■ **Postawione zadanie**
Odpowiedz na pytania do wywiadu z ks. Krzysztofem Pawliną:
1. Ilu gimnazjalistów i ilu licealistów wypełniło ankiety?
2. Na które miejsce spadła rodzina wśród celów młodzieży?
3. Jak ksiądz nazywa to pokolenie?

■ **Fragment źródłowy**
-- -- --

Ks. Pawlina: młodzi nie są rewolucjonistami
Rośnie pokolenie młodych, którzy nie są rewolucjonistami, lecz nastawieni są jedynie na swój rozwój, karierę, rodzinę plasując na dalszym miejscu - uważa ks. prof. Krzysztof Pawlina, prorektor Papieskiego Wydziału Teologicznego w Warszawie sekcji św. Jana Chrzciciela. Swoje spostrzeżenia opiera na badaniach wśród warszawskich gimnazjalistów i licealistów, których wyniki zawarł w książce "Młodzież szkolna o swoich problemach".
KAI: Dlaczego zajął się Ksiądz badaniami młodzieży szkolnej?
Ks. Prof. Pawlina: Bardzo często słyszy się negatywne opinie o gimnazjalistach. Często irytowały mnie te opinie, niepoparte żadnymi argumentami, opierające się na uogólnieniach czy kilku incydentach z udziałem młodzieży. Dlatego postanowiłem zrobić badania wśród gimnazjalistów i licealistów, by zobaczyć czy są między tymi dwiema grupami znaczne różnice w postrzeganiu siebie i swoich planów na przyszłość. Ankiety przeprowadziłem w gimnazjach i liceach warszawskich, w kilku dzielnicach, wypełniło je 350 gimnazjalistów i tyle samo licealistów. Pytania były otwarte, a ciekawsze uzasadnienia uczniów umieściłem w książce. Nie pytałem młodzieży o religię, bo wyniki badań religijności młodych są znane. Mnie bardziej interesuje jakie młody człowiek ma oczekiwania, cele życiowe, jak postrzega świat.
KAI: Jaki obraz młodzieży wyłania się z tych badań?
- Współczesna młodzież to nie jest pokolenie rewolucjonistów. Nie chcą zmieniać kraju ani społeczeństwa. To jest pokolenie skoncentrowane na sobie i swoim rozwoju. Liczy się zdobycie wykształcenia, zawodu, zarabianie pieniędzy i ewentualnie potem założenie rodziny. Ten spadek rodziny na czwarte miejsce jest niepokojący.
KAI: Gimnazjaliści postrzegają to inaczej niż licealiści?
- Nie ma szalonych różnic. Choć gimnazjaliści cechują się większą szczerością, są bardziej autentyczni. Licealiści wiedzą już co „wypada” odpowiedzieć, są politycznie poprawni.
KAI: Jak Ksiądz sądzi, skąd takie przewartościowanie – do tej pory młodzież deklarowała założenie rodziny jako jedno z pierwszych celów życiowych.
- Być może to pewien sygnał rozczarowania młodych ludzi. Czują się pozostawieni samym sobie – przez opiekunów, nauczycieli, społeczeństwo. Widzą, że nikt się nimi nie zajmuje, więc postanawiają zadbać samodzielnie o swoją przyszłość. Ja nazywam to pokolenie pokoleniem bez skrzydeł. Nie czekają na wielkie sprawy, nie angażują się społecznie, nie chcą niczego zmieniać.

-- -- --

■ **Zapisane rekordy**

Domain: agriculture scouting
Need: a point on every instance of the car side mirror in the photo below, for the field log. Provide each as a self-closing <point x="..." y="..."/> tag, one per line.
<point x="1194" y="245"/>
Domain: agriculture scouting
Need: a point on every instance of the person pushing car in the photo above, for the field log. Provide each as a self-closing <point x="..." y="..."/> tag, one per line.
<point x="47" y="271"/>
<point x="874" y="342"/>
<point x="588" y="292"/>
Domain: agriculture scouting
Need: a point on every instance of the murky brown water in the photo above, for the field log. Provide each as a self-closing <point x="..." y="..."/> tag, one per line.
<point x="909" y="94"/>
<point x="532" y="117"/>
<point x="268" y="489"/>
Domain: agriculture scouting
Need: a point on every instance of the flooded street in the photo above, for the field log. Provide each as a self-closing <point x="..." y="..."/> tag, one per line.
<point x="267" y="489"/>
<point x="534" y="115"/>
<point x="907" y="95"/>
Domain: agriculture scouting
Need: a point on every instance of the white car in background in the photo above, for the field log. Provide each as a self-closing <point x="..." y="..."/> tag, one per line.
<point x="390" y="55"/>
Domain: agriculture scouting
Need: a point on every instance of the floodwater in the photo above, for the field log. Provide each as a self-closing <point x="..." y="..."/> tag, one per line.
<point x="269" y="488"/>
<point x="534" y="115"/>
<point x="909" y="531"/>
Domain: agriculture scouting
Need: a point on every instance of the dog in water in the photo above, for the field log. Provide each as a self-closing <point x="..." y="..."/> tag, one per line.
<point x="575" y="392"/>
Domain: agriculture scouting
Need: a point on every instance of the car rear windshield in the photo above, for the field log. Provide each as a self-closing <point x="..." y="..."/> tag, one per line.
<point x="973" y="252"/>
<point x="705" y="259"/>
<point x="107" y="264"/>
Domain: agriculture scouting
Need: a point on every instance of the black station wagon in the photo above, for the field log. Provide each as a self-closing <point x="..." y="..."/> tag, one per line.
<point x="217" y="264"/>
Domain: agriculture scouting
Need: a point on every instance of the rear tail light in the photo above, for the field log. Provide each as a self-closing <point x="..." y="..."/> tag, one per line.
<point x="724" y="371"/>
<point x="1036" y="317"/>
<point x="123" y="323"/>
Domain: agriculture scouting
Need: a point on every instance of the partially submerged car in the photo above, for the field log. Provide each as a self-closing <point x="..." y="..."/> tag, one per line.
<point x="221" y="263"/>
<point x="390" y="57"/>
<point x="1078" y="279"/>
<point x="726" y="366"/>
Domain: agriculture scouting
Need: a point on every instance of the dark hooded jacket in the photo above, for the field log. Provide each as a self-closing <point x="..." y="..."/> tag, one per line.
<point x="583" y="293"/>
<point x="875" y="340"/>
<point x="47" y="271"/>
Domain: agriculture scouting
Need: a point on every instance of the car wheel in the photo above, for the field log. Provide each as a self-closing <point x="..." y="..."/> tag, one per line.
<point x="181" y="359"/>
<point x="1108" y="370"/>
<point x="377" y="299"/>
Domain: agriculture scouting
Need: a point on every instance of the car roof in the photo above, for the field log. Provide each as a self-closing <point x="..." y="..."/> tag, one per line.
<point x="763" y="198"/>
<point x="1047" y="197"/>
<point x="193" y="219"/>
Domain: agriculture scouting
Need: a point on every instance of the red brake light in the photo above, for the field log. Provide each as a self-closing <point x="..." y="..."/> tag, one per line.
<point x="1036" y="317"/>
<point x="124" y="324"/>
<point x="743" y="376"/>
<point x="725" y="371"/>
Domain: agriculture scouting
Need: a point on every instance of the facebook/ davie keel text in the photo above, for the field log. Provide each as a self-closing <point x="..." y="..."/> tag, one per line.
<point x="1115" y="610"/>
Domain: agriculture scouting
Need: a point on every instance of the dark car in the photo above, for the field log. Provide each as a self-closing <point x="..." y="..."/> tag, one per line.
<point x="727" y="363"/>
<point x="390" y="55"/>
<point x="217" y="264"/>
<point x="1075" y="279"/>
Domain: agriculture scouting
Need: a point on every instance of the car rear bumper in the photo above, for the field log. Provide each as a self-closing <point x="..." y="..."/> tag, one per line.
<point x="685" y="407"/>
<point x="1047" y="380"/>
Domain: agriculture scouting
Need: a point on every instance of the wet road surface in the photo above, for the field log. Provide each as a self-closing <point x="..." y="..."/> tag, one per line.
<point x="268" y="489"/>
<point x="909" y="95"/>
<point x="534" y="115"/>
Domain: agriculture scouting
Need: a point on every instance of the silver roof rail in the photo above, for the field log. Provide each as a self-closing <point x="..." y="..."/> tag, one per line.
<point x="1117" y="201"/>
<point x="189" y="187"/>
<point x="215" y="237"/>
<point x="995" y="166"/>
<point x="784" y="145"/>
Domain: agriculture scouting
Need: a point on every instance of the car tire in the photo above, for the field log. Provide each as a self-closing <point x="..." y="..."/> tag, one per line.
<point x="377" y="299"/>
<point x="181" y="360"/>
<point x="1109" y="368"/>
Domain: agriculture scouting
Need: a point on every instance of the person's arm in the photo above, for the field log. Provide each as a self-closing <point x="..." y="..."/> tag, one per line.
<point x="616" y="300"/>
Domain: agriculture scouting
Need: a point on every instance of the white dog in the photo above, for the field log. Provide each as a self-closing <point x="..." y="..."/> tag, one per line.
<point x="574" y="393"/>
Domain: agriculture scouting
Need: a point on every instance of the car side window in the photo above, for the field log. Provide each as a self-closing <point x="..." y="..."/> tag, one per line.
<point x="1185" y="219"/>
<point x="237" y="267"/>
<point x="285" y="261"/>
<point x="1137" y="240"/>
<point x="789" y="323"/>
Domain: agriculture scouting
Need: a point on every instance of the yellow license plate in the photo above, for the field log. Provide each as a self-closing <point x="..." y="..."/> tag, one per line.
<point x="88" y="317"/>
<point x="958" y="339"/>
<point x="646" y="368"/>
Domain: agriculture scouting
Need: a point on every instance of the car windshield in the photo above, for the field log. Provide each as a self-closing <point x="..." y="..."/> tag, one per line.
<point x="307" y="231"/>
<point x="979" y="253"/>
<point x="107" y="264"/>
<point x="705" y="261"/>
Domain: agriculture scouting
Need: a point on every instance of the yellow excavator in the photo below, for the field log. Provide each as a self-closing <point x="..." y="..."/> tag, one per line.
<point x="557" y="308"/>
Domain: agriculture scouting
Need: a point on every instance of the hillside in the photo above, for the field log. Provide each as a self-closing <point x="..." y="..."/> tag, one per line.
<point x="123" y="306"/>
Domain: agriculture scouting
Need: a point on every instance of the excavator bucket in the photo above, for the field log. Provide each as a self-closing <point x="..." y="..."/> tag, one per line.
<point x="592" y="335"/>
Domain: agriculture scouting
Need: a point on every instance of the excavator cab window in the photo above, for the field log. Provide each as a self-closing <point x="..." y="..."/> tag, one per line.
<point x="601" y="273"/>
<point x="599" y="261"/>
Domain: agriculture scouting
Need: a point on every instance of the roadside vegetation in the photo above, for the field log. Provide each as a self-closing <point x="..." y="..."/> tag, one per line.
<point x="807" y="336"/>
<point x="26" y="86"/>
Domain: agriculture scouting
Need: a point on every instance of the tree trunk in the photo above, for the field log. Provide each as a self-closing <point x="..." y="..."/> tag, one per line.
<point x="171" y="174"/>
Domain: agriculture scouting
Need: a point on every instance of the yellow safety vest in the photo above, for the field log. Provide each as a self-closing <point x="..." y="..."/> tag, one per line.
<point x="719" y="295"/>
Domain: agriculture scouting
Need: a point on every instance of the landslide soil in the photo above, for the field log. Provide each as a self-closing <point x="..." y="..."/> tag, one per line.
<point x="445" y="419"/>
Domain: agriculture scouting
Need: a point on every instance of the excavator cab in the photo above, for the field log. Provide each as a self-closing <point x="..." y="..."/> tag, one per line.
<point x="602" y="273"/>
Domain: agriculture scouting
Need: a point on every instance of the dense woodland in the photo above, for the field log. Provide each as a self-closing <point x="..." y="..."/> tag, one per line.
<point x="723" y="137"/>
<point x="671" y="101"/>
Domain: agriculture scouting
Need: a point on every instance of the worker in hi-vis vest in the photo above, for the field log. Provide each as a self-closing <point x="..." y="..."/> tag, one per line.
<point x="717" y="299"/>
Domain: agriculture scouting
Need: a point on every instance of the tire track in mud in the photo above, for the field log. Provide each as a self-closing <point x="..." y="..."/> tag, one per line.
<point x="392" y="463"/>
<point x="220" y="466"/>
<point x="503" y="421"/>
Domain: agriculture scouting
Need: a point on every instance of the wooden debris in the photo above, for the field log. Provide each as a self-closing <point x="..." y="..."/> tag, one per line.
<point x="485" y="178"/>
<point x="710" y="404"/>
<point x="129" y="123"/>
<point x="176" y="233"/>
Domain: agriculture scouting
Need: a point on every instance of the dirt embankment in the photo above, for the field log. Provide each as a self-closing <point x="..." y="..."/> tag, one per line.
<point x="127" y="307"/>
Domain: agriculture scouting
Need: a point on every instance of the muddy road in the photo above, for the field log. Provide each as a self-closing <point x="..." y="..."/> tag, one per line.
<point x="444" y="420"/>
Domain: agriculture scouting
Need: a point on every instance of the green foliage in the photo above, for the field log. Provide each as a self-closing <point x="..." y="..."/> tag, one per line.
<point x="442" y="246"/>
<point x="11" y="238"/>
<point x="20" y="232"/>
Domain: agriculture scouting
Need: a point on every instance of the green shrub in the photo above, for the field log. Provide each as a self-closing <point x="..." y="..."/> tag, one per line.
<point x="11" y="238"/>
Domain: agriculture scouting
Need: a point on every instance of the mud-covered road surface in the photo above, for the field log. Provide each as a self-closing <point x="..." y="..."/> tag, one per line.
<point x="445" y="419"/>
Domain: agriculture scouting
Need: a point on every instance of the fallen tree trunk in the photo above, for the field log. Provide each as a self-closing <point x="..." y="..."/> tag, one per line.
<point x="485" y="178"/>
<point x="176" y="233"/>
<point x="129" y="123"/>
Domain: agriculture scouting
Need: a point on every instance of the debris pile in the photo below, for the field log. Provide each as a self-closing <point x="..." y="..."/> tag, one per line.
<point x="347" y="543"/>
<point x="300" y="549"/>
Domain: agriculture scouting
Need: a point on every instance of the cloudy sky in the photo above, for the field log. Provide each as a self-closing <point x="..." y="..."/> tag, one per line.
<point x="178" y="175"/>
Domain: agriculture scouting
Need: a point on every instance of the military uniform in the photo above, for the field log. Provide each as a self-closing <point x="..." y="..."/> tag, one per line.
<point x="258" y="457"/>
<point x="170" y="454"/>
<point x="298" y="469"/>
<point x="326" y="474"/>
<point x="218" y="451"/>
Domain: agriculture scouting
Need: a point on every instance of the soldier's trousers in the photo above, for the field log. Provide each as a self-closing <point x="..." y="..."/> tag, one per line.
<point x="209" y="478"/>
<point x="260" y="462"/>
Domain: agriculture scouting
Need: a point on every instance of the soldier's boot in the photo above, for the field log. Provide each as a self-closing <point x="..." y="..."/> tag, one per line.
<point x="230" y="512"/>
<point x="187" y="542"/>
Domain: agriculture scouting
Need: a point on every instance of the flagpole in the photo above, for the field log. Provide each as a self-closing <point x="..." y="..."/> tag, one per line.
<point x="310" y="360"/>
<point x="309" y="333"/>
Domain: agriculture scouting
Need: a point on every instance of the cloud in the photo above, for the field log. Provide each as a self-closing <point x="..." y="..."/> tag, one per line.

-- -- --

■ **Odpowiedź na zadanie**
1. Ankiety wypełniło 350 gimnazjalistów i tyle samo, czyli 350, licealistów.
2. Rodzina spadła na czwarte miejsce.
3. Nazywa je pokoleniem bez skrzydeł.